> **Task goal**
Only the lines from the one containing "Please mark the asphalt" through the final line of the material below should be output, exactly as they stand.

> **Location identification items**
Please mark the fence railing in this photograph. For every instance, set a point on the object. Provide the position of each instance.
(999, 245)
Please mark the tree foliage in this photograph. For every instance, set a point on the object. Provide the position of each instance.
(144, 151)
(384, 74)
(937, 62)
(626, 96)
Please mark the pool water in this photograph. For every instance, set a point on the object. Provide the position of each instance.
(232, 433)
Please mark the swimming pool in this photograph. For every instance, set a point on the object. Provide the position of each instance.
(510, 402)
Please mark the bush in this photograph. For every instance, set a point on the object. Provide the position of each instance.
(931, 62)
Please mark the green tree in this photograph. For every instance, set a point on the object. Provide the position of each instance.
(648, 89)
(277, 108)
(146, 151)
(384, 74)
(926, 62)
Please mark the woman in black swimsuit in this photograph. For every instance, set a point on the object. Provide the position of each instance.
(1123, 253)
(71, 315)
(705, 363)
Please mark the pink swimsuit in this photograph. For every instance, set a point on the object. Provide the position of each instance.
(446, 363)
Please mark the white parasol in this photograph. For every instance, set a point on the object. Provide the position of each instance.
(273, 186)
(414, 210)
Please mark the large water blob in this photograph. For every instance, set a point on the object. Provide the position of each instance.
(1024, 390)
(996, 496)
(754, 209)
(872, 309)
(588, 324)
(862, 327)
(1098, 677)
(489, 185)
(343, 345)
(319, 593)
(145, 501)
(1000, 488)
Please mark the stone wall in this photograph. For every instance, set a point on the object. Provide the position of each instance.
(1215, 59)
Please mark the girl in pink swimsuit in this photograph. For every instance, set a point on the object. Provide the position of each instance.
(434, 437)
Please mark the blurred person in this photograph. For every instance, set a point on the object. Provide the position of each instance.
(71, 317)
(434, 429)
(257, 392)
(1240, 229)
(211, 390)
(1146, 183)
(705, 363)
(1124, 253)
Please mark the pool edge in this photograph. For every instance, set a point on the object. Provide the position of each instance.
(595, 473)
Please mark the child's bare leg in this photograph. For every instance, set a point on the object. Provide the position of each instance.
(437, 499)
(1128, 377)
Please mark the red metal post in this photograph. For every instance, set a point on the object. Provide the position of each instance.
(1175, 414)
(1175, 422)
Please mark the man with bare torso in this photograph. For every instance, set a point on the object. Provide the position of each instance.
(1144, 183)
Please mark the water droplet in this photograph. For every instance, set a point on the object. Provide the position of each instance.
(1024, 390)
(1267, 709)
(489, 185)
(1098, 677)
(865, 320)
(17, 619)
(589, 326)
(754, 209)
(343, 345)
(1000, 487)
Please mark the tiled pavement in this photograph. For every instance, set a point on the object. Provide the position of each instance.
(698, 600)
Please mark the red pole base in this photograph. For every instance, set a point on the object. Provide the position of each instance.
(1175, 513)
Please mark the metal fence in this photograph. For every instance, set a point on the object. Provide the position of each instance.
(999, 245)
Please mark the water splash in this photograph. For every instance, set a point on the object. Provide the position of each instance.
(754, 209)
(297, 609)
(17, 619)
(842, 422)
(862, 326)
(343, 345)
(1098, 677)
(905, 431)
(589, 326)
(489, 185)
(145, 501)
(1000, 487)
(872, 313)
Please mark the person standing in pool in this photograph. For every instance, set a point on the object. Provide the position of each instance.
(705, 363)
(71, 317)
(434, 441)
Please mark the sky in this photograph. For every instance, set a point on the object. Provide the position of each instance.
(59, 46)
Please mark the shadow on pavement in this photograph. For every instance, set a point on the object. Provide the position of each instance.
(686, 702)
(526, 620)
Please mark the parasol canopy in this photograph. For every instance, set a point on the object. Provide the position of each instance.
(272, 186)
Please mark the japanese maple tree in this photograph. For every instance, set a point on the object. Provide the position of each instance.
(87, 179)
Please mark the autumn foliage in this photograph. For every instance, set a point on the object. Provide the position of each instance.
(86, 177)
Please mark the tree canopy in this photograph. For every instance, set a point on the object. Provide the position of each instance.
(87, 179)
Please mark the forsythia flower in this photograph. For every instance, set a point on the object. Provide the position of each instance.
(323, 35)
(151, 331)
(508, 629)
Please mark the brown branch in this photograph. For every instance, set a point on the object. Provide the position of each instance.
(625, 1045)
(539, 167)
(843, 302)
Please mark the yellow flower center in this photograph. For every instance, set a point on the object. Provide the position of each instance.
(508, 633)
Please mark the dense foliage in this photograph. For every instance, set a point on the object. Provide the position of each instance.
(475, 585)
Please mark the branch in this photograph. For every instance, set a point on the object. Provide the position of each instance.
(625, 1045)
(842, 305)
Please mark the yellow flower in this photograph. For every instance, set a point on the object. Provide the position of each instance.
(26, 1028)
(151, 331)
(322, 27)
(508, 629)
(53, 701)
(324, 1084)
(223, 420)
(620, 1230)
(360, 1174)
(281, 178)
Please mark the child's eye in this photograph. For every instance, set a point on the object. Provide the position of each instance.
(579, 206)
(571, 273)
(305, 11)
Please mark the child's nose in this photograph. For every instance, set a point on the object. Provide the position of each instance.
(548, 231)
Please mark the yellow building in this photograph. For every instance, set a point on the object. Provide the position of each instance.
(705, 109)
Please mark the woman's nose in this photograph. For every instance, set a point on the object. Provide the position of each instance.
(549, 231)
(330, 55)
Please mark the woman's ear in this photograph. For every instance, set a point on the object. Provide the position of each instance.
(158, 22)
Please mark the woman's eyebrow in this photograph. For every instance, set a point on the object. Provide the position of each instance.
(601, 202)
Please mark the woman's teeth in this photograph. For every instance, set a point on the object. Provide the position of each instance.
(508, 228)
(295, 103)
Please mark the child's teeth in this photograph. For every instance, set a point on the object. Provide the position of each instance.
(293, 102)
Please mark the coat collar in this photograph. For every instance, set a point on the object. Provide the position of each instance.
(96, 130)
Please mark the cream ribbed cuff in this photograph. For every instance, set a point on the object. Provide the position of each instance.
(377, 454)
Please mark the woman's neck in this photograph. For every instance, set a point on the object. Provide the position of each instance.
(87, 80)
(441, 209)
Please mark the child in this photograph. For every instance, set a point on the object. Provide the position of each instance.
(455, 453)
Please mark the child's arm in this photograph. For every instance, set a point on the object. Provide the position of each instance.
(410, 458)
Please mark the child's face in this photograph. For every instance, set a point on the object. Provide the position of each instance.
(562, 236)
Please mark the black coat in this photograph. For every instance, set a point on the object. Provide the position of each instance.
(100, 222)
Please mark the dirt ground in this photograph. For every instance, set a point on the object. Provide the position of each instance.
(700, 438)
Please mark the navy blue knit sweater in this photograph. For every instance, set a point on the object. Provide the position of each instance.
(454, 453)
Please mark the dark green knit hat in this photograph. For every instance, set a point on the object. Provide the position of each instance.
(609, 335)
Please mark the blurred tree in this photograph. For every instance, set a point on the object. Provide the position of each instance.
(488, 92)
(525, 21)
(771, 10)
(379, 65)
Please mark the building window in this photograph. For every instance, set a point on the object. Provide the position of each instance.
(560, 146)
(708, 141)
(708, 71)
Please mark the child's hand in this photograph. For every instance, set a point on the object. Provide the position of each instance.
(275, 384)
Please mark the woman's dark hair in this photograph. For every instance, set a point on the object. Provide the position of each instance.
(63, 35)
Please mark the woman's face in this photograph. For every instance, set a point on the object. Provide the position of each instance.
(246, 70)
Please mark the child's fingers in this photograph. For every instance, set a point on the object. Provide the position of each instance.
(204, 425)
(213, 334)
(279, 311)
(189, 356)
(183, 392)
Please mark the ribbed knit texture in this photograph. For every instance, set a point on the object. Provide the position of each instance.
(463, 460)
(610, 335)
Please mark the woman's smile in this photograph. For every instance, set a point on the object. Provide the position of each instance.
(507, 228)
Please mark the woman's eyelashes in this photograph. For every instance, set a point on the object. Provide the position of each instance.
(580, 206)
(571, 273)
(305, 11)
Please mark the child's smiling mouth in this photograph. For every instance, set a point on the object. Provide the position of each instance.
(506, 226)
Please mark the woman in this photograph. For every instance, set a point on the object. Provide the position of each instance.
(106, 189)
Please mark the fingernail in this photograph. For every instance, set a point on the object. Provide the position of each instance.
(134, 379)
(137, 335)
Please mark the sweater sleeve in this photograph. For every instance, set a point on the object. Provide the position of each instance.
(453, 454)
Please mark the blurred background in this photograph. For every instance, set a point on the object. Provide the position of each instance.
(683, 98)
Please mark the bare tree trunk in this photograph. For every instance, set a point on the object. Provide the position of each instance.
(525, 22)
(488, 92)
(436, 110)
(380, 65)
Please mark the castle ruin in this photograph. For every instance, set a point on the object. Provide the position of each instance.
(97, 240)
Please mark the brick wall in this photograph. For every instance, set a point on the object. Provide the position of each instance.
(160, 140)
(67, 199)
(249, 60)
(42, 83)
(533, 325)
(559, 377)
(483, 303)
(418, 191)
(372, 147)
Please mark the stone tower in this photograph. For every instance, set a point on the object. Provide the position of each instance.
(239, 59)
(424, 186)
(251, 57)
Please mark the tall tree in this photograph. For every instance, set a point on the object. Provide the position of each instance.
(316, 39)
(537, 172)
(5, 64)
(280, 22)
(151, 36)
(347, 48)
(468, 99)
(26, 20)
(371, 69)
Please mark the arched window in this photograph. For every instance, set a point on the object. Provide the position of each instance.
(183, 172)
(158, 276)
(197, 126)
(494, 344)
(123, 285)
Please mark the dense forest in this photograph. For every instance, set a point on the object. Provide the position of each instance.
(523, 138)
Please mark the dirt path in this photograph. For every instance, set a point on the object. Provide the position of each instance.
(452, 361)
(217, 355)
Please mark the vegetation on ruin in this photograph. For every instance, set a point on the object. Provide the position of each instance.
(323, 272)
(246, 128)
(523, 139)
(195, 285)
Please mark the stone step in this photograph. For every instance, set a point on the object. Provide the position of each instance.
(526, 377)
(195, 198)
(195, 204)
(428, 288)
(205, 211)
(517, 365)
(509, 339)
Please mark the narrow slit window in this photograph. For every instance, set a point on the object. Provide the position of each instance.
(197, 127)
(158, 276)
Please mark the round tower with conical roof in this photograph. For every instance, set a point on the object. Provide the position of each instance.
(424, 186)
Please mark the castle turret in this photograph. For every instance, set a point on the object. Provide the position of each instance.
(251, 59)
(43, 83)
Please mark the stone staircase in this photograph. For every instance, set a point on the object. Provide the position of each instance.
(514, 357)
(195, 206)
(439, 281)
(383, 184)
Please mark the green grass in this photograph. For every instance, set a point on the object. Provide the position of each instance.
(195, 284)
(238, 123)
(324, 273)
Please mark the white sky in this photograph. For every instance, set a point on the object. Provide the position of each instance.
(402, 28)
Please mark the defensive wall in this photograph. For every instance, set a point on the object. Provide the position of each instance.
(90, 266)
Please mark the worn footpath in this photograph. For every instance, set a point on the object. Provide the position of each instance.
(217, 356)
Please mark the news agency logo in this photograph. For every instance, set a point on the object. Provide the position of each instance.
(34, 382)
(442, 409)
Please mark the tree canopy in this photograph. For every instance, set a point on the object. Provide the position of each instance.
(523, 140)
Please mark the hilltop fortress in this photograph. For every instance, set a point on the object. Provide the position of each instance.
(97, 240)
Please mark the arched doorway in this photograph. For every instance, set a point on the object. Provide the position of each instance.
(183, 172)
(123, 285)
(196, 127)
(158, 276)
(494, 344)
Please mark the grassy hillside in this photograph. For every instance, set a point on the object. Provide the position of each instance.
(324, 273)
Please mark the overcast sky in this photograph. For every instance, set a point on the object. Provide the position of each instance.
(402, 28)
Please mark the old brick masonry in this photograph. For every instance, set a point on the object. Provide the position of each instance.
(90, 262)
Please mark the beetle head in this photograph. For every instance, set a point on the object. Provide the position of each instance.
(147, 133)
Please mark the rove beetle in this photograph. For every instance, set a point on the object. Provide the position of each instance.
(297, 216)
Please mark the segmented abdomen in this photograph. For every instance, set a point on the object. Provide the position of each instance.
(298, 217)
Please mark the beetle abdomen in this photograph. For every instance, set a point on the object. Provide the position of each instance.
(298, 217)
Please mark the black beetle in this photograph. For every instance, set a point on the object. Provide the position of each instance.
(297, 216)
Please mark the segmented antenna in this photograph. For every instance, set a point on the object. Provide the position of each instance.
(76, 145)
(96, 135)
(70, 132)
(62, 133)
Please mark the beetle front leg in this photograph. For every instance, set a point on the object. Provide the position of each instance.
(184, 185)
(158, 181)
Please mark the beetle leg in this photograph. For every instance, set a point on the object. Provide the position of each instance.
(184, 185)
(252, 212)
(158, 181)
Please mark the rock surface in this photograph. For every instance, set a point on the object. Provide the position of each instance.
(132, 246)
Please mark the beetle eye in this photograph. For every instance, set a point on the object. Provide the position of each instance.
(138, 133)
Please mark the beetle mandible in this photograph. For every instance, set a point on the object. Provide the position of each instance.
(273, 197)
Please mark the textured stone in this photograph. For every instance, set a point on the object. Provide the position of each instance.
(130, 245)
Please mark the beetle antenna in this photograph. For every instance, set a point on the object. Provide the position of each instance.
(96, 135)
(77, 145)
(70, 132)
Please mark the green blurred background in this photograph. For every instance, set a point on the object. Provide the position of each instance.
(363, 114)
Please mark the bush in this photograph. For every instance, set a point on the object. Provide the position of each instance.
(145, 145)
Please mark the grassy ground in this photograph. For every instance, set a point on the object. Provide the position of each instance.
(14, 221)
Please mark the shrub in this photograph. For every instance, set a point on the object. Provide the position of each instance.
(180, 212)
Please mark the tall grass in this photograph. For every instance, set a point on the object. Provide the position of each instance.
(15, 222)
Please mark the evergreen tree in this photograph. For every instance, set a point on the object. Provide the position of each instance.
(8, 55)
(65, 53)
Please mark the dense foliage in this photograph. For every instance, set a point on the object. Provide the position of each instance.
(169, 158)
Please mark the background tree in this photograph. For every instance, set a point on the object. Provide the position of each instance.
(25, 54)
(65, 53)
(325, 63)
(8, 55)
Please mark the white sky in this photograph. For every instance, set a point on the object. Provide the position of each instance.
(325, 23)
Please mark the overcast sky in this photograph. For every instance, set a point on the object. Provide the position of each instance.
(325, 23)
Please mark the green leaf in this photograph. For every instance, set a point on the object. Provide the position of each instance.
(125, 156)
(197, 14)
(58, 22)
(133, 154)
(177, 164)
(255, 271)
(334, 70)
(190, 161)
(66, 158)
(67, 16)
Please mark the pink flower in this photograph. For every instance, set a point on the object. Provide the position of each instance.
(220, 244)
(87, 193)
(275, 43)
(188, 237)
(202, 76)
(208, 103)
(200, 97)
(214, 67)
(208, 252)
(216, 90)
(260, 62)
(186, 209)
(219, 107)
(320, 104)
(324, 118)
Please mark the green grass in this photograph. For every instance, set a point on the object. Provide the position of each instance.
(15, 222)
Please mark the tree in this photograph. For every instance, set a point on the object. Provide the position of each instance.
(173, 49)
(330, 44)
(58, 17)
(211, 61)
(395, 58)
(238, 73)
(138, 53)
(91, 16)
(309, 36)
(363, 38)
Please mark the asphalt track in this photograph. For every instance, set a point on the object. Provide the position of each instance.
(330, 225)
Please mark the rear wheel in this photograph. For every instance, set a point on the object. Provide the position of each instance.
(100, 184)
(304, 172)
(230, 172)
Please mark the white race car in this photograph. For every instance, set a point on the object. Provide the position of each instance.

> **Problem solution**
Please mark the asphalt track in this photograph. For every instance, set a point on the object. Provide the position of each instance.
(330, 225)
Please mark the rear wheel in this photograph. For every instance, set a point on the object. Provide the position of each instance.
(100, 184)
(304, 172)
(230, 172)
Please mark the white race car in this photograph. For every instance, set a point on the object. Provide the position of each instance.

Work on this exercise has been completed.